**À faire**:
a - Traduisez en anglais cette phrase de l’extrait sur la révolution technique : « Ce discrédit de la capacité du projet humaniste à remplir la mission d’humanisation du monde annonce, aux yeux de D. Jacques, la fin du politique au sens classique. »
b - Recopiez sans rien modifier le passage de l’extrait sur la révolution technique qui va de « La révolution technique, écrit » à « bonheur pour tous. ».

**Extrait source**:
============
La révolution technique, écrit D. Jacques, a « pour objet de résoudre le problème humain par une maîtrise accrue des choses et des hommes selon les mêmes moyens » (p. 14). Du fait que la réalisation de ce projet technique « dispose désormais pour elle seule de toute l’énergie libérée autrefois par notre volonté d’en finir avec l’humanité telle que nous l’avons connue, renouant par cette voie avec le rêve premier de tous les révolutionnaires de procéder à une régénération définitive de l’homme » (p. 67), il s’agit véritablement ici d’une révolution technique, laquelle promet « à la fois la liberté, l’égalité et la fraternité » (p. 64). Dans ce projet qui acquiert aujourd’hui la dimension d’une « utopie partagée » (p. 14), l’auteur voit l’aboutissement de l’idéal révolutionnaire et de l’espérance démocratique de la réalisation du bonheur pour tous.

Alors que D. Jacques souligne « l’indifférenciation » du projet technique (p. 63), les analyses développées dans les trois premiers chapitres du livre, plus que de simplement montrer les « affinités naturelles » entre le libéralisme et le projet technique, en viennent à suggérer que le projet technique et la révolution qui en découle sont l’aboutissement de ces deux dimensions de la modernité que sont l’espérance démocratique et l’utilitarisme moral. Il note d’ailleurs « la possibilité morale » – au singulier – « que comporte, depuis toujours, la technique » (p. 93). Dans l’horizon d’espérances nourries par l’utopie technique, « l’humanisation du monde, c’est-à-dire la soumission de toute chose par le moyen de la technique à notre volonté impérieuse de bonheur, ne peut apparaître que comme un bien supérieur » (p. 30-31). Le projet technique se présente ainsi comme la nouvelle forme de l’espérance révolutionnaire qui est au coeur de la modernité et qui nourrit, au nom d’une certaine conception du bien, un projet politique bien particulier. Dans ce cas, peut-on véritablement dire que le projet technique – qui vise l’augmentation du bonheur pour tous et la suppression des lieux de souffrance en vue d’une certaine conception du bien humain – est indifférencié ? Il semble qu’une ambiguïté demeure dans le texte de D. Jacques entre la neutralité politique du projet technique – son « indifférenciation » – et le fait que ce projet soit présenté comme l’aboutissement naturel de l’idéal démocratique et de la morale utilitariste.

La dimension morale que recèle la technique, selon D. Jacques, repose sur la « conviction, laissée largement inexplorée, que notre refus de la douleur, qui est aussi une volonté de satisfaction, forme la base raisonnable, la plus raisonnable qui soit, d’une solution définitive au problème humain » (p. 99). Le projet technique est animé par la conviction « que le bonheur humain n’est finalement qu’une variante quelque peu exotique de la satisfaction animale » (p. 99) : il réduit le problème humain à un problème essentiellement technique qui trouvera une solution technique. Avec la révolution technique, et par suite des échecs politiques du vingtième siècle, le très moderne projet de « parvenir à la plénitude de notre être par la soumission de toute chose » (p. 42) trouve désormais son foyer de réalisation non plus dans le politique, mais bien dans le projet technique. Ce discrédit de la capacité du projet humaniste à remplir la mission d’humanisation du monde annonce, aux yeux de D. Jacques, la fin du politique au sens classique.
============
**Données fournies**:
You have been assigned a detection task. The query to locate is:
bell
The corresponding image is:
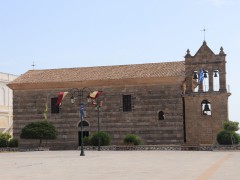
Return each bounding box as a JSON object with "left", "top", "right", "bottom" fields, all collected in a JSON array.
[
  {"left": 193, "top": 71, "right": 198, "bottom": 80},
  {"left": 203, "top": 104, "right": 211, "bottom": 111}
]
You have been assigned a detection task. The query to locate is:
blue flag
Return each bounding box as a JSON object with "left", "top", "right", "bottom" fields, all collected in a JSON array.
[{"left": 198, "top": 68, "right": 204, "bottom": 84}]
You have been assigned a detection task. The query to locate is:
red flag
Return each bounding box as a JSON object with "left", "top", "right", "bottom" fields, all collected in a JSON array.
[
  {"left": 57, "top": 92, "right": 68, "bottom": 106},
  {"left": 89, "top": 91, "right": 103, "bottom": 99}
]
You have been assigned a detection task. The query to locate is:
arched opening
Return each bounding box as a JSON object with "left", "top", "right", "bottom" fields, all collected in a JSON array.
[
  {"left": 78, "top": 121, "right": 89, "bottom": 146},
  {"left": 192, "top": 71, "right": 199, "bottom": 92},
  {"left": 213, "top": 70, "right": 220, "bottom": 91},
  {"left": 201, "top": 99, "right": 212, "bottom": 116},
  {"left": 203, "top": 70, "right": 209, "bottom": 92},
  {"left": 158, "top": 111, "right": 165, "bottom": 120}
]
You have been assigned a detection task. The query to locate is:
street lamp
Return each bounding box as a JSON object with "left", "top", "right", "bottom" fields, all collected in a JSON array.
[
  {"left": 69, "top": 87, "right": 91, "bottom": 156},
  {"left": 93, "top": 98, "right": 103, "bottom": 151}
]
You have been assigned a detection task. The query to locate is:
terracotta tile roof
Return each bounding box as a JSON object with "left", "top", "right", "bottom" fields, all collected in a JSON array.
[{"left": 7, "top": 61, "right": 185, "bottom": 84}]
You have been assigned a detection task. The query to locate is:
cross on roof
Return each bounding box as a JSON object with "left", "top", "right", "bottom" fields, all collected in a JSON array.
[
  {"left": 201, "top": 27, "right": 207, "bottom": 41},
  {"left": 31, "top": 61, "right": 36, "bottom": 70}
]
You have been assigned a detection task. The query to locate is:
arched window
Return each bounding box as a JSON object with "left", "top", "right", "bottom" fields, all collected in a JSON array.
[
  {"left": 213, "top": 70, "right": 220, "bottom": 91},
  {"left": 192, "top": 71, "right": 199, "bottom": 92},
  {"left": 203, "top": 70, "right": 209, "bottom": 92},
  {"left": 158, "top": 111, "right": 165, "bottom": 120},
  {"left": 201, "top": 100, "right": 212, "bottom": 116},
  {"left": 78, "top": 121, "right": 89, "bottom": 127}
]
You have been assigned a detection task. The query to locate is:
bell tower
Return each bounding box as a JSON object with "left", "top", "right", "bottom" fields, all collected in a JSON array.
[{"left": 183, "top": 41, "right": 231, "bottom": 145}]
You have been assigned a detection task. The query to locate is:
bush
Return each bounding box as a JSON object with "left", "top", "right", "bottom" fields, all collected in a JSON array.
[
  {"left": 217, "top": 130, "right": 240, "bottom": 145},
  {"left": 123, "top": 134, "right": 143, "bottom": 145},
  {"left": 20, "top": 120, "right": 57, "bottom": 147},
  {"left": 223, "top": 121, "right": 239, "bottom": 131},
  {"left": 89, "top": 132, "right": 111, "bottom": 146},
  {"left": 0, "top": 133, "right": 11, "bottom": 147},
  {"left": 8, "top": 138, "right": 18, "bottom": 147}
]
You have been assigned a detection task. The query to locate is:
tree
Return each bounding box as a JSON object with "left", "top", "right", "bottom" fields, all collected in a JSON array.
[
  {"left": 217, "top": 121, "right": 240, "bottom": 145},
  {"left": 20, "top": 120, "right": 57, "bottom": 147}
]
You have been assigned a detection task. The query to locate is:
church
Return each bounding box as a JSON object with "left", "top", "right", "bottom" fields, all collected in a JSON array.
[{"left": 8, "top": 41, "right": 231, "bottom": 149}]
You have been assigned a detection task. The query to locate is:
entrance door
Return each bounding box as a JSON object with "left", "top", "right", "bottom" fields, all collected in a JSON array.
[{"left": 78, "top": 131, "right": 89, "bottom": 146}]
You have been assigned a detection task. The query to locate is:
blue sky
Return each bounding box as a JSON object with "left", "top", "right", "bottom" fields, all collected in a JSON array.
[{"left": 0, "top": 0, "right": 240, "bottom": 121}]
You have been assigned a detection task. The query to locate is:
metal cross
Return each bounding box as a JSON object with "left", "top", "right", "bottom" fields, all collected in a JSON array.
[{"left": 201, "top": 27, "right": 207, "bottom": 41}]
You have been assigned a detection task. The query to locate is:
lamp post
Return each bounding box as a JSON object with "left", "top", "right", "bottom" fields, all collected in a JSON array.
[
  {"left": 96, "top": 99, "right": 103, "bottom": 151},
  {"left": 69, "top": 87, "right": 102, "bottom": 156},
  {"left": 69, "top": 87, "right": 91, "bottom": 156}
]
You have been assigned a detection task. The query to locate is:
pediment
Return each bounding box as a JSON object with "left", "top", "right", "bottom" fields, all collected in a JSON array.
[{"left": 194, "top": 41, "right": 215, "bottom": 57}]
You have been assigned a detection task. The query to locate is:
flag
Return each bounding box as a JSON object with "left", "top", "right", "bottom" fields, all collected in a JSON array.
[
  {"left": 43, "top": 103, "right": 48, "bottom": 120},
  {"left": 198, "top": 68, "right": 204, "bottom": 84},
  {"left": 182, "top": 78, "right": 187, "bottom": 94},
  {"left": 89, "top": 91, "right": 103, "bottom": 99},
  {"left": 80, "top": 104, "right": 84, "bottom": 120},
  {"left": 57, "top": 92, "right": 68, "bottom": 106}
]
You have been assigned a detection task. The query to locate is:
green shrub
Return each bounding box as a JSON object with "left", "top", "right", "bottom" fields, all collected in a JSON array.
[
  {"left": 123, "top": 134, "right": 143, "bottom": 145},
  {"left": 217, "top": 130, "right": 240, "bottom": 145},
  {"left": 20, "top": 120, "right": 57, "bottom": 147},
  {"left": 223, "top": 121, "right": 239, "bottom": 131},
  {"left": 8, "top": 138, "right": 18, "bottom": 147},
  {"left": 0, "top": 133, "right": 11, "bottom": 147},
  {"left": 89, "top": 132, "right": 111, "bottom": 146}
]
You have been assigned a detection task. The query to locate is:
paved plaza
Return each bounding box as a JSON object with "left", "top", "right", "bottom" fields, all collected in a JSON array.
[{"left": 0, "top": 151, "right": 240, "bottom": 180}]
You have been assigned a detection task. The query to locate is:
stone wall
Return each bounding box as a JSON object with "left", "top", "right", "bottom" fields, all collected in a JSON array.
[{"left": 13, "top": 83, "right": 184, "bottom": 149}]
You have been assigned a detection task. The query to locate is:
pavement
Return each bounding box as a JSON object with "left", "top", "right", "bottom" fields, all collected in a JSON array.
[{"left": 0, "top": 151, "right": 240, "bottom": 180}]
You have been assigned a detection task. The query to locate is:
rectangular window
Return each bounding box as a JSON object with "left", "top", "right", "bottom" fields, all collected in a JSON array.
============
**Réponses par consigne**:
a - This discrediting of the humanist project's capacity to fulfill the mission of humanizing the world heralds, in D. Jacques's view, the end of politics in the classical sense.

b -
La révolution technique, écrit D. Jacques, a « pour objet de résoudre le problème humain par une maîtrise accrue des choses et des hommes selon les mêmes moyens » (p. 14). Du fait que la réalisation de ce projet technique « dispose désormais pour elle seule de toute l’énergie libérée autrefois par notre volonté d’en finir avec l’humanité telle que nous l’avons connue, renouant par cette voie avec le rêve premier de tous les révolutionnaires de procéder à une régénération définitive de l’homme » (p. 67), il s’agit véritablement ici d’une révolution technique, laquelle promet « à la fois la liberté, l’égalité et la fraternité » (p. 64). Dans ce projet qui acquiert aujourd’hui la dimension d’une « utopie partagée » (p. 14), l’auteur voit l’aboutissement de l’idéal révolutionnaire et de l’espérance démocratique de la réalisation du bonheur pour tous.